Exercise: Copy the rows below word for word, from the line with "segment steel lattice framework" to the line with "[[[189,298],[114,243],[8,285],[8,298]]]", including both of those lines. Leave the picture lines out of your copy.

Record list:

·····

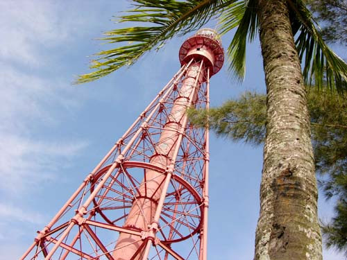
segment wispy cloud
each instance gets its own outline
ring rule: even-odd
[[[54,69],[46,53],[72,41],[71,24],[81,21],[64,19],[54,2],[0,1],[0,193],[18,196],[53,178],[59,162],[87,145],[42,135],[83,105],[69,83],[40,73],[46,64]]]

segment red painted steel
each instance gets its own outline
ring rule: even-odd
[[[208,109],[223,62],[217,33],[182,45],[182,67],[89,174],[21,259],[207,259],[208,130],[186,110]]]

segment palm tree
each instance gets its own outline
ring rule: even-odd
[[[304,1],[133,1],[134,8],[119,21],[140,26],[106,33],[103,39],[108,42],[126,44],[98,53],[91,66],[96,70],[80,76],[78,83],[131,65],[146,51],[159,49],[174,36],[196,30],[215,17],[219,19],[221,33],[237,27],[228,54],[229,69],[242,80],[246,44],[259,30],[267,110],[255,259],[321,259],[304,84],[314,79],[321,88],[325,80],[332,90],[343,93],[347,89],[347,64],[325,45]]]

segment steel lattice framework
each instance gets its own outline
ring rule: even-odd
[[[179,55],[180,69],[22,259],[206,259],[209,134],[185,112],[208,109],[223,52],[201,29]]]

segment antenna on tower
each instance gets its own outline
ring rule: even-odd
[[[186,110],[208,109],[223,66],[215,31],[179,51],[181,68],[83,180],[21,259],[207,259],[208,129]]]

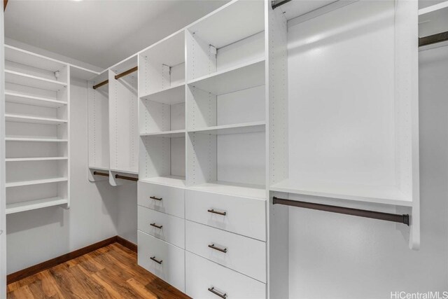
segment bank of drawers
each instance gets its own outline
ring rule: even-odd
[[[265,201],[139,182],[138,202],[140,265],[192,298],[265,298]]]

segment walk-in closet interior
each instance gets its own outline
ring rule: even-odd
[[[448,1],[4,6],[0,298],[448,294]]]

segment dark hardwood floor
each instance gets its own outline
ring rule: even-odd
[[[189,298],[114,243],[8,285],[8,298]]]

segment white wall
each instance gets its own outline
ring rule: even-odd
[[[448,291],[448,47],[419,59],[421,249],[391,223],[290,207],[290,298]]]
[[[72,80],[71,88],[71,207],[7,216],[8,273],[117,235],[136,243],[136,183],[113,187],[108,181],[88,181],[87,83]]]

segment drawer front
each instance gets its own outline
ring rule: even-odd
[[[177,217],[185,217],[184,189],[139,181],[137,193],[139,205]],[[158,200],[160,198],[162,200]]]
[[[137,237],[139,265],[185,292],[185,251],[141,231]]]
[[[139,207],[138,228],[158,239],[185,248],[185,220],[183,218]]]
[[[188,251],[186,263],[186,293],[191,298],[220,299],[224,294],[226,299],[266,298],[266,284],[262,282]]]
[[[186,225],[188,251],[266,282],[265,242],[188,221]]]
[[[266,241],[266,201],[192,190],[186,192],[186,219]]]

·····

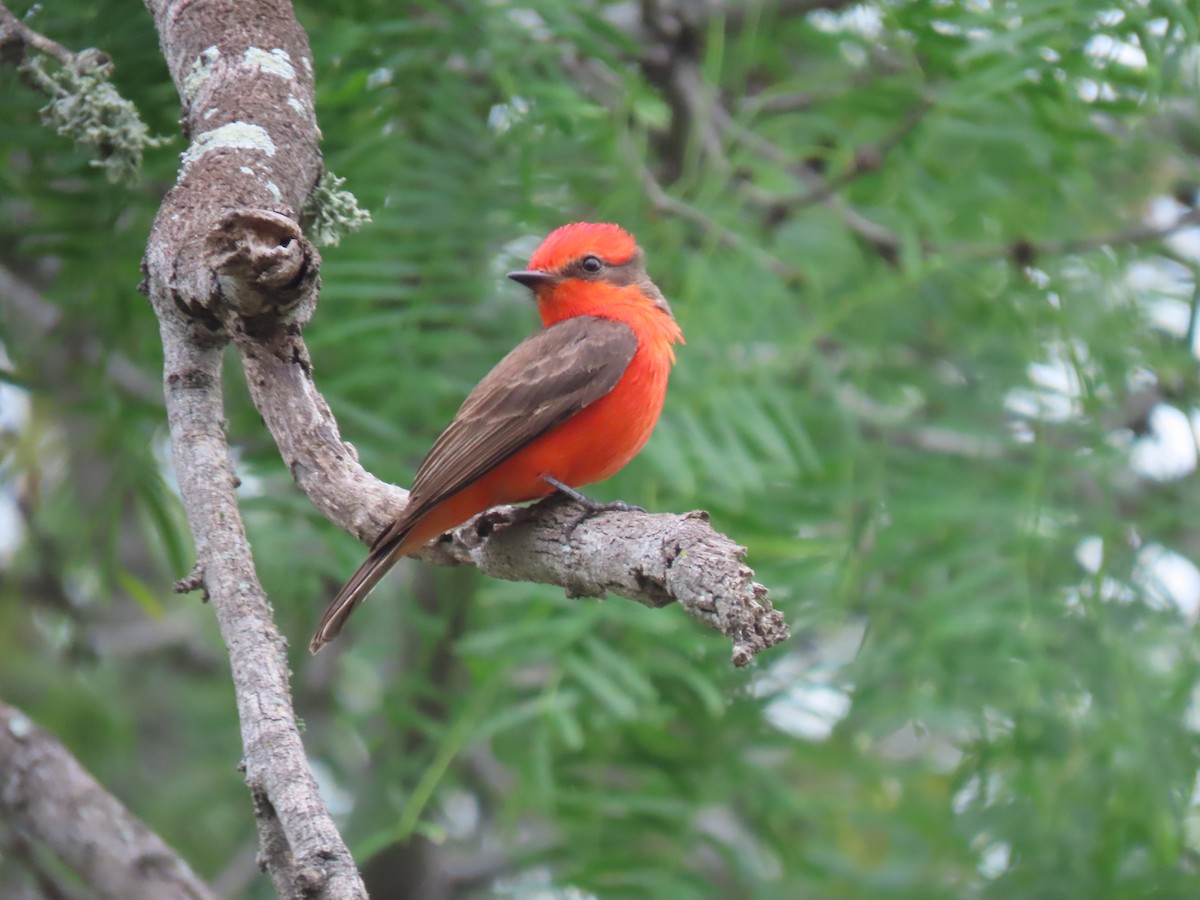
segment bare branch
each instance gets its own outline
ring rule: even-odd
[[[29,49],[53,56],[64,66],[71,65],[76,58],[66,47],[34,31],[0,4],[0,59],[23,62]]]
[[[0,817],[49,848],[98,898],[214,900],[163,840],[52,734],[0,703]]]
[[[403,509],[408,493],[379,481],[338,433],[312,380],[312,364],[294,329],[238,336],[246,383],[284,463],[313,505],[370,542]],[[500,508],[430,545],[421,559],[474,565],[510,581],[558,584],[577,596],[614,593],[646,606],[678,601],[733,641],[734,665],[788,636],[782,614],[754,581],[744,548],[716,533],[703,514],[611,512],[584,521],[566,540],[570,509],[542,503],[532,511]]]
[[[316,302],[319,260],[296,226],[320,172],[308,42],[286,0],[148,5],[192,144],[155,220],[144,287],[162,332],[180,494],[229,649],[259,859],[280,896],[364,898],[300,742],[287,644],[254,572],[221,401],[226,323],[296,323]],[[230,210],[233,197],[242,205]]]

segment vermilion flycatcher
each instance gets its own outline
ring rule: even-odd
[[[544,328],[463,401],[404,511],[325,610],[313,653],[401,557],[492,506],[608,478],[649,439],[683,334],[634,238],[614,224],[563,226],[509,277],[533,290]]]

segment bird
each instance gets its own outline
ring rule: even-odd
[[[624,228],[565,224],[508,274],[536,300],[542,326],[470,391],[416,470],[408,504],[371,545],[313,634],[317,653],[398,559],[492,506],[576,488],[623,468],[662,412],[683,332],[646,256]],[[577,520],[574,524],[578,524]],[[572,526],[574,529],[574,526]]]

·····

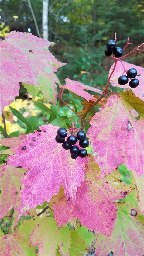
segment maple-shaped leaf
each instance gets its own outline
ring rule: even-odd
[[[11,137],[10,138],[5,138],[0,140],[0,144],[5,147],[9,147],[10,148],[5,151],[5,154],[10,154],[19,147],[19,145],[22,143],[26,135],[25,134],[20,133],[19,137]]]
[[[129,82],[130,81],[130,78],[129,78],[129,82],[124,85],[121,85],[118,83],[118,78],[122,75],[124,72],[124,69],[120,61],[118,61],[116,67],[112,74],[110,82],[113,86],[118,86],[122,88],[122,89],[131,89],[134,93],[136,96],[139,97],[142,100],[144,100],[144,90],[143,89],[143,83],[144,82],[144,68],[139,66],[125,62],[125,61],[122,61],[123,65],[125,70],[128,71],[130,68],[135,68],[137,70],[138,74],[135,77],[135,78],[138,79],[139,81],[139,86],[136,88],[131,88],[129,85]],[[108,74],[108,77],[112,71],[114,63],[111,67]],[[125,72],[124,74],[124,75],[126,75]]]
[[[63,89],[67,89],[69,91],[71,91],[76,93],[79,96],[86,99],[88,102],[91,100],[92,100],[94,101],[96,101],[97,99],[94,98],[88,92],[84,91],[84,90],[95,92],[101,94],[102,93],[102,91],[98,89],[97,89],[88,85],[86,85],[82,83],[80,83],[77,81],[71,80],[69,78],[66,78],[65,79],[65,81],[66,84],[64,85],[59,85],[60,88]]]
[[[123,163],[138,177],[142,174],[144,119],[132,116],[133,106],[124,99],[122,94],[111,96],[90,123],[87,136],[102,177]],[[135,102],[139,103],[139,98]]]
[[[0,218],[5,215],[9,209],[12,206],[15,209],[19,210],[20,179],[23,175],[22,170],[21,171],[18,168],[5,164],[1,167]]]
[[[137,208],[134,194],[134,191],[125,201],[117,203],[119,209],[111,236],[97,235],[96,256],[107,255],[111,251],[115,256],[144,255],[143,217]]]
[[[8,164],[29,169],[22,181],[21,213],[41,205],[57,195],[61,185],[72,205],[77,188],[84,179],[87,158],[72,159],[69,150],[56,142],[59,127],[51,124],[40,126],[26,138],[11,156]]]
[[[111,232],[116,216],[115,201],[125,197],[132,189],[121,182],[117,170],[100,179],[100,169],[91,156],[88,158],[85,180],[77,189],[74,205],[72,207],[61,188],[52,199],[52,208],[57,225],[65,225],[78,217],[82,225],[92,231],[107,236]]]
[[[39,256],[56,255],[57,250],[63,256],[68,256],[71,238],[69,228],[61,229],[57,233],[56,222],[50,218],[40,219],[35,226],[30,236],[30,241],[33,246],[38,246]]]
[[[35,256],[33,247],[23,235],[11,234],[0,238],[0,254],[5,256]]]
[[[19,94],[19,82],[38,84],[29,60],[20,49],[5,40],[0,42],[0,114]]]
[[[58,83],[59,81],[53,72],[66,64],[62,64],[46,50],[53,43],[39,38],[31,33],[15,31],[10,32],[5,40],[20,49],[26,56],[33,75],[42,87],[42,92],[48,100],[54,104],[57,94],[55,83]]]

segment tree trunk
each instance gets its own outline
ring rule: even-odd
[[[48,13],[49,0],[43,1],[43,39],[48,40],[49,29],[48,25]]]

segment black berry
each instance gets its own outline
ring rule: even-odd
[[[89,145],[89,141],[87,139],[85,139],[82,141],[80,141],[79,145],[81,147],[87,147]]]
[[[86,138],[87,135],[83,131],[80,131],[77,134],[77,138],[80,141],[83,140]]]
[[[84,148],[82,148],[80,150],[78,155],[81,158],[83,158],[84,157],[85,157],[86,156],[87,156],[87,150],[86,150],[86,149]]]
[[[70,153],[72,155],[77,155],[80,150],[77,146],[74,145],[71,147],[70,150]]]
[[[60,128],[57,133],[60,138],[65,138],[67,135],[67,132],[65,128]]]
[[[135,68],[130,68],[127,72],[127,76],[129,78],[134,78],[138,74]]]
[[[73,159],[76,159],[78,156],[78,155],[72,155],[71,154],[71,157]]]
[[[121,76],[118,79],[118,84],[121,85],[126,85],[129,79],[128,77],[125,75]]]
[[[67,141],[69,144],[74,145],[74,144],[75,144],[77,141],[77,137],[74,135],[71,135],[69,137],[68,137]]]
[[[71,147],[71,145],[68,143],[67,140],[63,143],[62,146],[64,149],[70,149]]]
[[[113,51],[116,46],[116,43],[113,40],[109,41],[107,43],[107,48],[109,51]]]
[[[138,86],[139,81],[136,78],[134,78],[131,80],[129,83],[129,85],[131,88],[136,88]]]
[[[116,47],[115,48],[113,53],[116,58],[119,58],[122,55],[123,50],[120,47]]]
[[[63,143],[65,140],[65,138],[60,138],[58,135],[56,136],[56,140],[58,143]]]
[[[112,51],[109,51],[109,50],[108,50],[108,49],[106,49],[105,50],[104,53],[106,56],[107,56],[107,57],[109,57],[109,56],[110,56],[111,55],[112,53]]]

·····

Answer in full:
segment steel lattice framework
each instance gets its own outline
ring rule: even-odd
[[[179,55],[180,69],[22,259],[206,259],[209,134],[185,112],[208,109],[223,52],[201,29]]]

segment antenna on tower
each instance gets its own outline
ring rule: even-odd
[[[186,110],[208,109],[223,66],[215,31],[179,51],[181,68],[83,180],[21,259],[207,259],[208,129]]]

segment bank of drawers
each instance gets its own outline
ring rule: even-odd
[[[265,201],[139,182],[138,202],[140,265],[192,298],[265,298]]]

segment walk-in closet interior
each instance gets its own outline
ring rule: even-odd
[[[448,1],[4,6],[0,298],[448,294]]]

segment dark hardwood floor
each instance gets its own outline
ring rule: even-odd
[[[189,298],[114,243],[8,285],[8,298]]]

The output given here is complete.